▸ SUPPLIED TEXT:
Lauri Markkanen, Lonzo Ball making rookie history as they prepare to face each other

It'd be a stretch to say that any rookie is having a better or more impactful season than Philadelphia's Ben Simmons. The Sixers are 9-7, and Simmons looks like a 10-year veteran with his decision making, athleticism and all-around feel for the game. He's the frontrunner for MVP, but there are two other rookies vying to catch Simmons and win that title. And they'll face each other tomorrow night in Los Angeles.

Lonzo Ball was the second pick in June's NBA Draft, and fellow Pac-12 freshman standout Lauri Markkanen went five picks later to the Bulls, who had traded up as part of the Jimmy Butler trade. Both players were drafted to rebuilding franchises - the Lakers still working out the kinks in the post-Kobe era, and the Bulls beginning their rebuild after dealing Butler - and were expected to make immediate impacts on their franchises.

Ball's was more pronounced, as the Lakers dealt D'Angelo Russell to the Nets on draft night to free up space at the point for their prized No. 2 pick. Markkanen's came more abruptly, as the 20-year-old was thrust into the starting lineup after Bobby Portis and Nikola Mirotic's fight put Mirotic in the hospital and Portis on paid leave. However they got there, both players have been impressive in their early NBA careers.

Starting with Markkanen, the Bulls knew the 7-foot stretch forward was a perfect build for the modern NBA. He set freshman 3-point and rebounding records that, since 1992, only some guy named Kevin Durant had reached. After a successful summer in Eurobasket he was set for a large role with the Bulls, and he's succeeded in just about every aspect. His 15.6 points per game are third only to Simmons and the other Lakers rookie Kyle Kuzma, and his 8.1 rebounds are second to Simmons. And his 2.6 made 3-pointers per game are most among rookies, and well past No. 2 on the list (Utah's Donovan Mitchell, 1.9 per game).

In fact, Markkanen would become the only rookie in NBA history to average at least 8.0 rebounds and 2.5 3-pointers per game. The 2.5 3-pointers would break a rookie record currently held by Damian Lillard (2.3 per game). The closest a rookie has ever come to reaching those marks was Stephen Curry, who averaged 4.5 rebounds and 2.1 3-pointers per game as a rookie. Allen Iverson also met the 4/2 threshold, but that's a far cry from Markkanen's 8/2.5 mark. Paul Pierce's rookie season saw him average 6.4 rebounds and 1.8 3-pointers.

But that's not all. If he kept those averages up he would be just the fifth player EVER to accomplish those thresholds. The others are James Harden, Kevin Durant, DeMarcus Cousins and Antonie Walker, who naturally did it twice.

So, yeah, Markkanen is having quite a rookie year.

So, too, is Ball. While he's had some real issues with efficiency, slashing .313/.228/.462 and has committed 2.6 turnovers per game, his counting stats have been outstanding. Ball is averaging 8.9 points, 7.1 rebounds and 7.1 assists, and that puts him in equally impressive company.

Simmons has reached those numbers this season, too, averaging 18.1 points, 9.1 rebounds and 8.0 assists. You may have heard of the other two players, named Oscar Robertson and Magic Johnson.

The two future Hall of Famers averaged these numbers:

Robertson: 30.5 points, 10.1 rebounds, 9.7 assists (missing averaging a triple-double for the season by 20 assists)

Johnson: 18.0 points, 7.7 rebounds, 7.3 assists

Ball is also averaging 0.9 blocks, and no other rookie guard has ever accomplished that. It might not always look pretty for Markkanen and Ball as they feel their way out in the NBA, but just remember watching these two that they're in the midst of making history in the new era of the NBA.

▸ SUPPLIED INFORMATION:
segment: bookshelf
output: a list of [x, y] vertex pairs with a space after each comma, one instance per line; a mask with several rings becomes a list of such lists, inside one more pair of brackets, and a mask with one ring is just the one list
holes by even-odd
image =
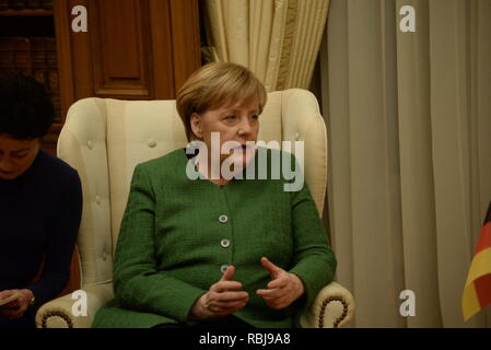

▸ ASSIGNMENT:
From the article about the NBA rookies, extract word for word the passage starting at "So, yeah, Markkanen" and ending at "and Magic Johnson.". The listing has no connection to the article about the NBA rookies.

▸ EXERCISE RESPONSE:
So, yeah, Markkanen is having quite a rookie year.

So, too, is Ball. While he's had some real issues with efficiency, slashing .313/.228/.462 and has committed 2.6 turnovers per game, his counting stats have been outstanding. Ball is averaging 8.9 points, 7.1 rebounds and 7.1 assists, and that puts him in equally impressive company.

Simmons has reached those numbers this season, too, averaging 18.1 points, 9.1 rebounds and 8.0 assists. You may have heard of the other two players, named Oscar Robertson and Magic Johnson.